OBJECTIF
Comptez les lignes des rangées où figure le mot « check ». Indiquez uniquement ce nombre.

DONNÉES
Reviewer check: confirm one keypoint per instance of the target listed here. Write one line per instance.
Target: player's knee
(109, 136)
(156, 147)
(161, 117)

CORRIGÉ
1